------ LISTED RECORDS

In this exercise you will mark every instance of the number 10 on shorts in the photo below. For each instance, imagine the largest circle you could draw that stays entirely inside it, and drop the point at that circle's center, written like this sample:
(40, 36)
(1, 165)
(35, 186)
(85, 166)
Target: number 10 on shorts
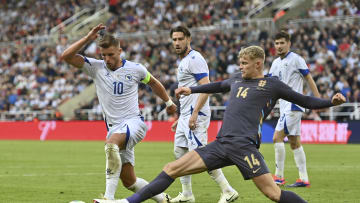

------------

▶ **WHAT YOU ARE ASKED TO DO**
Without the pictures, give back every record precisely as shown.

▶ **ANSWER SECTION**
In this exercise you will mark every instance of the number 10 on shorts in the photo below. For each instance, imagine the largest circle you could draw that stays entirely inside it, and drop the point at that circle's center, written like this sample:
(40, 36)
(1, 165)
(35, 186)
(85, 166)
Target: number 10 on shorts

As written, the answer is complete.